* _TASK REQUIREMENTS_
Starting with the line that contains "Practice: locate the blue" and going on through the line that contains "pixel 300 47", reproduce those lines, requests included, and multiply each x and y coordinate after the word pixel by 2.4, rounding to whole numbers with halves rounded up.

(Data drawn from a collection)
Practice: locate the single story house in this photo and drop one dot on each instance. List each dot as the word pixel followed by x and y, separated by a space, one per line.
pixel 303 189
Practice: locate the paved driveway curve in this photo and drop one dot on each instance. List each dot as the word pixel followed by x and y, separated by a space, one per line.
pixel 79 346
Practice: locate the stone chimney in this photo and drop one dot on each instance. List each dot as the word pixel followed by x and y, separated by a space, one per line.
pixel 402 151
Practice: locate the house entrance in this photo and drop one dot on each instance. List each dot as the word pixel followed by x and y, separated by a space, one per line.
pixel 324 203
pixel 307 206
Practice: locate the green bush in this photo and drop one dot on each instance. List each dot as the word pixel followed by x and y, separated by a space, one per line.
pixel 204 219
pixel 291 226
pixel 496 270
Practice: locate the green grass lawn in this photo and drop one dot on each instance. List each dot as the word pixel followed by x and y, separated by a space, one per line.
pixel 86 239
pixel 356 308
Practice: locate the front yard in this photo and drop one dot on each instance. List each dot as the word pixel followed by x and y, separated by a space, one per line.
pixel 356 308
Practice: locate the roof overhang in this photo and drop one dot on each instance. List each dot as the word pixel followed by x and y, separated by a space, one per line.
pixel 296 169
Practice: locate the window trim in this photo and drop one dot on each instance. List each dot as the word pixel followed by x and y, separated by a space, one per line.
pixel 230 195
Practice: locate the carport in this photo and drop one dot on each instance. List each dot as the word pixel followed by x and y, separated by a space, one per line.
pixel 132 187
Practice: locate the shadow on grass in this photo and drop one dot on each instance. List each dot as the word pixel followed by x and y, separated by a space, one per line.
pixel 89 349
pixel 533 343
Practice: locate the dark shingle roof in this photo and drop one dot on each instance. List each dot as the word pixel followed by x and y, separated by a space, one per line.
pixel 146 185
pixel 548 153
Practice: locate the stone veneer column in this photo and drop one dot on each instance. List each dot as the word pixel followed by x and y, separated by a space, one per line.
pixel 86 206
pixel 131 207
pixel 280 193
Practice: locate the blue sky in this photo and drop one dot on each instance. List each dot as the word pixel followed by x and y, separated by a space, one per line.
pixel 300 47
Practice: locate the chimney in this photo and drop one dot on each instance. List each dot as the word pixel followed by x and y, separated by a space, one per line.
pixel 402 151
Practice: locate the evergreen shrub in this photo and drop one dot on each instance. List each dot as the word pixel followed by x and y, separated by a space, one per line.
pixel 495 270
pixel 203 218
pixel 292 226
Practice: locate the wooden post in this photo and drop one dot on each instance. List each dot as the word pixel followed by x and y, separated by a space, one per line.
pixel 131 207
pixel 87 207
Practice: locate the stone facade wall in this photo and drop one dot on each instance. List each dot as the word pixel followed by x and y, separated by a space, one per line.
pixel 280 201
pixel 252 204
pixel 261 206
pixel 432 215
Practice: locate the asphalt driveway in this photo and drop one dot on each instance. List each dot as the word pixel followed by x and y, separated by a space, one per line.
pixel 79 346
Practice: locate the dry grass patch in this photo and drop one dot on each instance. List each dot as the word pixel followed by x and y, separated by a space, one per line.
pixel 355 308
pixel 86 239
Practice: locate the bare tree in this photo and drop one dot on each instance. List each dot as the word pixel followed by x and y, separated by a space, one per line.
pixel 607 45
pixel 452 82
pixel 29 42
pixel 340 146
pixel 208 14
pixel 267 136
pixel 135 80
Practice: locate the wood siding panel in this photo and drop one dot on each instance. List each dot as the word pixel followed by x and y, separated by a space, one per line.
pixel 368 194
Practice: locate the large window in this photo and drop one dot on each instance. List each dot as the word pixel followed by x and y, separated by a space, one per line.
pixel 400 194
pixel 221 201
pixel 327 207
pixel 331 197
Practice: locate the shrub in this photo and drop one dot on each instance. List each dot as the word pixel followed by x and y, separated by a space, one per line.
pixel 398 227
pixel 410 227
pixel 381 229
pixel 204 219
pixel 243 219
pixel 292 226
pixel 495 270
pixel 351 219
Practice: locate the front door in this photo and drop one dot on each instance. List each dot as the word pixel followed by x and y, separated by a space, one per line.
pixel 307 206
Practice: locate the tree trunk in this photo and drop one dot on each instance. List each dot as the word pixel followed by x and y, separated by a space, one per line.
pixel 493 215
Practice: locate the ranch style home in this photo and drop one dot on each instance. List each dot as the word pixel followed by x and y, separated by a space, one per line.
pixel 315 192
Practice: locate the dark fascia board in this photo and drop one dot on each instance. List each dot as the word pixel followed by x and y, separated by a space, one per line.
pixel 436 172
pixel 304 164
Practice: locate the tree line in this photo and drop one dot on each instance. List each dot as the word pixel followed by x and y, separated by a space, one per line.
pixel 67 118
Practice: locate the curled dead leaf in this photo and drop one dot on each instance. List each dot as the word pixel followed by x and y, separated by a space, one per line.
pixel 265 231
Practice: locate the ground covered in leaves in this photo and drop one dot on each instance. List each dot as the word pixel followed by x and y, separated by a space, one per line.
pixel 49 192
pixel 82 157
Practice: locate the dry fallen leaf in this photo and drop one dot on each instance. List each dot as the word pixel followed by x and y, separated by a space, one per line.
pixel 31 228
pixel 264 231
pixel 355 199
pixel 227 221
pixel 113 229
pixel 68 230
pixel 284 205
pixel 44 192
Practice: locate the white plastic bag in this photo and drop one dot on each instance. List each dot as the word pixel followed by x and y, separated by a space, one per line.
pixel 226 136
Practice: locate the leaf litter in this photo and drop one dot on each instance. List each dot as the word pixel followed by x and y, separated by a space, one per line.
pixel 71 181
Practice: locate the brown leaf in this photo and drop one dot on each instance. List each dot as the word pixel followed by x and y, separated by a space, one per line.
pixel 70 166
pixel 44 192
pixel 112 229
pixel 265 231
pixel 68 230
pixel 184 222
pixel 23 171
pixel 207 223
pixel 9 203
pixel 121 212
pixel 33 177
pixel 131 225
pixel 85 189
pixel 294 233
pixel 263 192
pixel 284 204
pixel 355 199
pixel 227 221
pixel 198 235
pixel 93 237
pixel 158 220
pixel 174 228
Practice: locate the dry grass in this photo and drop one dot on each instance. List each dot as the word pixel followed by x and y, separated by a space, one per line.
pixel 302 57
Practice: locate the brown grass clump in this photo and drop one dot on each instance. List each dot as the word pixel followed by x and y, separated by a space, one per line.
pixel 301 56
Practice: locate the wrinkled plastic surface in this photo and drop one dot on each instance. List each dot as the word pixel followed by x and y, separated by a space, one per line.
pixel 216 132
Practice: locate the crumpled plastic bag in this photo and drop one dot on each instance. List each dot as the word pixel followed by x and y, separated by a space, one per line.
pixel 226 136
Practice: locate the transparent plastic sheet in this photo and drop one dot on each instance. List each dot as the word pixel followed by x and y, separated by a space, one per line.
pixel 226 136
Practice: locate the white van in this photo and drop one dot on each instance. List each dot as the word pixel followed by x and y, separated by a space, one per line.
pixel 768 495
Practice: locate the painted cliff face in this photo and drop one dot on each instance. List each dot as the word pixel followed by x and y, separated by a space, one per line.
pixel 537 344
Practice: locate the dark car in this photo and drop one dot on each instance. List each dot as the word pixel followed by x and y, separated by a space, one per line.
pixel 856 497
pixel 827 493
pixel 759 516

* _ANSWER TO THE EXERCISE_
Practice: locate the blue sky in this photo and drop one dot on each instance. List each dot as the word pixel followed by x and y, separated by a space, one per line.
pixel 720 113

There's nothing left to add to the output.